# THE REQUEST
In the listing below, locate the line containing "If you could tag each instance of the necktie" and copy it and every line after it through the end, exactly as written, leaving out any pictures.

# MATERIAL
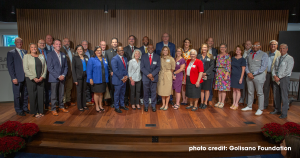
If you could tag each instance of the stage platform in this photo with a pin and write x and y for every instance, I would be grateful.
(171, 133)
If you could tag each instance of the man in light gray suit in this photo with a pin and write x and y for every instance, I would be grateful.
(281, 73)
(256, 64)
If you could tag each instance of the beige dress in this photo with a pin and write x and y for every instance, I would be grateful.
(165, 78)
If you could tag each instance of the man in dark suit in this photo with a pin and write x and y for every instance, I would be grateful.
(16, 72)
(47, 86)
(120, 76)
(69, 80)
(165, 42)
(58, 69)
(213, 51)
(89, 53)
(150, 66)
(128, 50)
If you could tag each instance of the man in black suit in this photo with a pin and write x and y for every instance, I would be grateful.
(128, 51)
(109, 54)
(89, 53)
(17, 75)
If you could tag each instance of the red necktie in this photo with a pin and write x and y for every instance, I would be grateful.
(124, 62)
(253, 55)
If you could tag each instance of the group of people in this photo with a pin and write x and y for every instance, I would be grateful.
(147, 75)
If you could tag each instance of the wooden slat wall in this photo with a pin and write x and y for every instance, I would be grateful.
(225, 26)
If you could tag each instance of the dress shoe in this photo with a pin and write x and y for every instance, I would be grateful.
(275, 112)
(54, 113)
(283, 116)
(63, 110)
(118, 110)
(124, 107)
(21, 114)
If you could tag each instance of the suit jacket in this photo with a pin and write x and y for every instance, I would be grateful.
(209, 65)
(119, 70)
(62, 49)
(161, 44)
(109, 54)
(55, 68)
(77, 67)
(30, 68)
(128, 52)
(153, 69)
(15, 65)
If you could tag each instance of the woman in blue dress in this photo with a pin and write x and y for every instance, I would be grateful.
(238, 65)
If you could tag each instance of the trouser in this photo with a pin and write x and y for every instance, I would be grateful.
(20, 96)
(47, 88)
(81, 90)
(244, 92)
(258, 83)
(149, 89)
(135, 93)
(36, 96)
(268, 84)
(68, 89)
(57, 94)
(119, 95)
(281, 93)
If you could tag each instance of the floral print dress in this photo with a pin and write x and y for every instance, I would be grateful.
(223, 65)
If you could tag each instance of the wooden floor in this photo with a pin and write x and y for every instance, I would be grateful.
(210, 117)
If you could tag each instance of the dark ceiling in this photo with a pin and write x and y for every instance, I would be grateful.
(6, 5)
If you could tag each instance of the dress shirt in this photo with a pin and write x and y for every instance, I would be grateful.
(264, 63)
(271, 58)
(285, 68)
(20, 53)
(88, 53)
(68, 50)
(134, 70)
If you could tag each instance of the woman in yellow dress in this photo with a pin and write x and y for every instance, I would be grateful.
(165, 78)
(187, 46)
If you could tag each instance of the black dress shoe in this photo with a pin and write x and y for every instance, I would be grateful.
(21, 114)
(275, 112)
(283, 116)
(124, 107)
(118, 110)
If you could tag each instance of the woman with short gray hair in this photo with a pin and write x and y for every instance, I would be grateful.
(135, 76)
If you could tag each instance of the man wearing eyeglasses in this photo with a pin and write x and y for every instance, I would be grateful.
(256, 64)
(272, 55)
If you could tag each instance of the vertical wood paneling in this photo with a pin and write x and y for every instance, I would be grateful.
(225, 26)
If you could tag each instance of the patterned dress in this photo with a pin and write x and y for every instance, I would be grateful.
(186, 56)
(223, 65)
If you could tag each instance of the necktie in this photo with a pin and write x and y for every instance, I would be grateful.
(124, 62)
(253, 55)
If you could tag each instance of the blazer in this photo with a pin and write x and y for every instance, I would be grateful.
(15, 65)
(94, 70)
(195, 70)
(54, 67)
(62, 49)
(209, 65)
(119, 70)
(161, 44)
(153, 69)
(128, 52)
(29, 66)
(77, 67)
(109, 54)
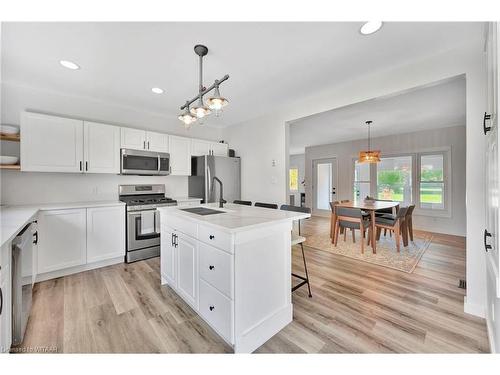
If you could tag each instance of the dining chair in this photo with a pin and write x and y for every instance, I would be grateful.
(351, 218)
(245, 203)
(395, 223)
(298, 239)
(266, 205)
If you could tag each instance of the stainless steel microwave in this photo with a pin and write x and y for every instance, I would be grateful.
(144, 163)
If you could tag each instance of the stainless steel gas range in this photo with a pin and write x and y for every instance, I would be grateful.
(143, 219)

# REPLY
If you could tag each instance of the necktie in this photo with a pin and write x and y for every instance, I would be grateful.
(124, 62)
(253, 55)
If you could tag each instance of the blazer in this photo with a pin and write x and y for every instance, I would be grateful.
(15, 65)
(94, 70)
(195, 70)
(54, 67)
(62, 49)
(209, 65)
(119, 70)
(161, 44)
(153, 69)
(128, 52)
(29, 66)
(77, 67)
(109, 54)
If you could tag each instance of the dining chair in this photo with a pin and write x and y for every instance, I would be grateful.
(351, 218)
(245, 203)
(395, 223)
(298, 239)
(266, 205)
If you could tag each instance of the stainless steel microwave in this photo with a pin and write x and y for every instance, I would be grateful.
(144, 163)
If you could tag each instance of the stainless steel gas range in this photo with a pin and write x and y for every instance, I would be grateful.
(143, 219)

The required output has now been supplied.